* _TASK DIRECTIONS_
Reproduce the rows below word for word, leaving out the pictures.
start PROVIDED MATERIAL
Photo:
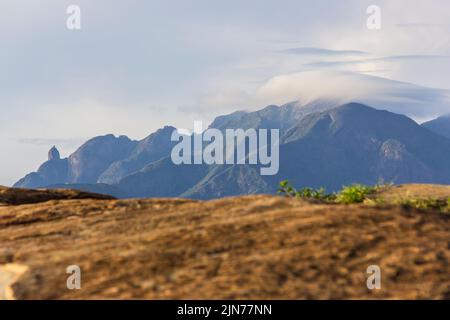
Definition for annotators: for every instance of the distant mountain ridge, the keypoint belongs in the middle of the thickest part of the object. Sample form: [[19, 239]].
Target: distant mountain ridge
[[321, 145]]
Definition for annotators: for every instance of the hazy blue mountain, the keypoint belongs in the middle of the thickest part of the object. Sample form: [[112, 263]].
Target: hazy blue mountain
[[321, 146], [88, 163], [440, 125], [163, 179], [272, 117], [155, 147], [84, 166], [358, 144]]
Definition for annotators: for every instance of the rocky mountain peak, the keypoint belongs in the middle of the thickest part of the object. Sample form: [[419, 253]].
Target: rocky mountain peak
[[53, 154]]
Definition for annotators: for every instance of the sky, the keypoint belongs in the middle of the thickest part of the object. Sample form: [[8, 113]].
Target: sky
[[135, 66]]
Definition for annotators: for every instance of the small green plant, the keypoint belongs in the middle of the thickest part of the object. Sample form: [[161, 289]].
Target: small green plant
[[356, 193], [305, 193], [427, 204]]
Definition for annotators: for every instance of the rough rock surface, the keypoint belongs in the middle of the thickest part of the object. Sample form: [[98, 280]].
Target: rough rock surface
[[257, 247]]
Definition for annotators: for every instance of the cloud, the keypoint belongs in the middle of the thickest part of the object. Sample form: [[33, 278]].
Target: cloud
[[68, 143], [398, 58], [323, 52], [418, 102]]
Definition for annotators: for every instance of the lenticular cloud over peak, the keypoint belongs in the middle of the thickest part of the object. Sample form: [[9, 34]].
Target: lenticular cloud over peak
[[412, 100]]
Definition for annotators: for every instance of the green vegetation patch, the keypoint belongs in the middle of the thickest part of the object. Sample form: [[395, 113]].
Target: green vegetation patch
[[358, 193]]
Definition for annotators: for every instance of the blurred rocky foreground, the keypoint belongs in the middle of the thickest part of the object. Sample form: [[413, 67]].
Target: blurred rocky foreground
[[255, 247]]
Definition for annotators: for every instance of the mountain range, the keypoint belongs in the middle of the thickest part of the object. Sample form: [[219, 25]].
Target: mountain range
[[321, 145]]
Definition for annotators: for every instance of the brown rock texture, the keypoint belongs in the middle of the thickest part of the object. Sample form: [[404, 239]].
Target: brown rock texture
[[256, 247]]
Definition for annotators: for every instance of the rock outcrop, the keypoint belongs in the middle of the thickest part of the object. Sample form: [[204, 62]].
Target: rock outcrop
[[258, 247]]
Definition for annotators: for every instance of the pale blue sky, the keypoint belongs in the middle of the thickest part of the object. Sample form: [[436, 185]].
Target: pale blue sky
end PROVIDED MATERIAL
* _OUTPUT_
Photo:
Definition for annotators: for every instance of the distant mountain ridge, the keypoint belongs in the middle of the thickest part of the object. Sample form: [[19, 239]].
Target: distant mountain ridge
[[321, 145]]
Definition for annotators: for every instance of the hazy blue mountain, the keypoint belongs in the middle of the thickest part of the object. Sample form: [[112, 263]].
Target: hazy blue mountain
[[321, 146], [88, 163], [440, 125], [163, 179], [272, 117], [155, 147], [84, 166], [358, 144]]
Definition for annotators: for every instance of the rocky mountain peak, the keypoint belongs in the middle of the thickest part of the object. Sample form: [[419, 253]].
Target: rocky mountain peak
[[53, 154]]
Definition for annotators: for every instance of the sky, the keypoint belongs in the middle of the thickest part of the object. Sample form: [[8, 113]].
Target: sky
[[135, 66]]
Definition for annotators: for every instance of the small green plant, the keypoint belongs in the middle of the thickest part of the object. Sample form: [[161, 289]].
Target: small green plant
[[356, 193], [305, 193], [427, 204]]
Definition for annotators: for every instance of the rough rock surface, the keypoint belongs in the middle of the thickest part of the object. Sample form: [[98, 280]].
Target: rough rock surface
[[257, 247]]
Definition for annotators: for every instance of the cloud, the keypoint belongs in the middle of the thickest part of the object. Sample form: [[33, 278]].
Target: cloud
[[68, 143], [398, 58], [323, 52], [418, 102]]
Definition for annotators: for every instance of the lenticular cloud over peak, the keypoint belongs in the middle of the thickest part of the object. Sample form: [[9, 34]].
Target: lenticular cloud over peak
[[412, 100]]
Definition for annotators: for every instance of the green vegetation patch, the keypoint belongs in the middle of the thickest part of the object. Sample form: [[395, 113]].
Target: green vegetation patch
[[358, 193]]
Definition for annotators: for every instance of the blurred rocky foreground, the keypoint belongs in the middle of the thickest part of the object. Sample form: [[413, 67]].
Target: blurred rocky foreground
[[255, 247]]
Definition for annotators: for every instance of the mountain range, the keypoint belongs in the middle of the thickest part of the object. Sample form: [[219, 25]].
Target: mountain range
[[321, 145]]
Definition for annotators: for every instance of the brown rock texture, the keypoint belongs in the middle of the thickest part of the object. Sample form: [[404, 239]].
Target: brown rock texture
[[256, 247]]
Definition for annotators: for every instance of the rock outcrop, the keypoint belongs in the middle of the thickest part of the object. Sample form: [[204, 62]].
Target: rock outcrop
[[258, 247]]
Definition for annotators: for every instance of the pale blue sky, the keypoint belongs in the middle of the thickest part of the object. Sample form: [[436, 185]].
Target: pale blue sky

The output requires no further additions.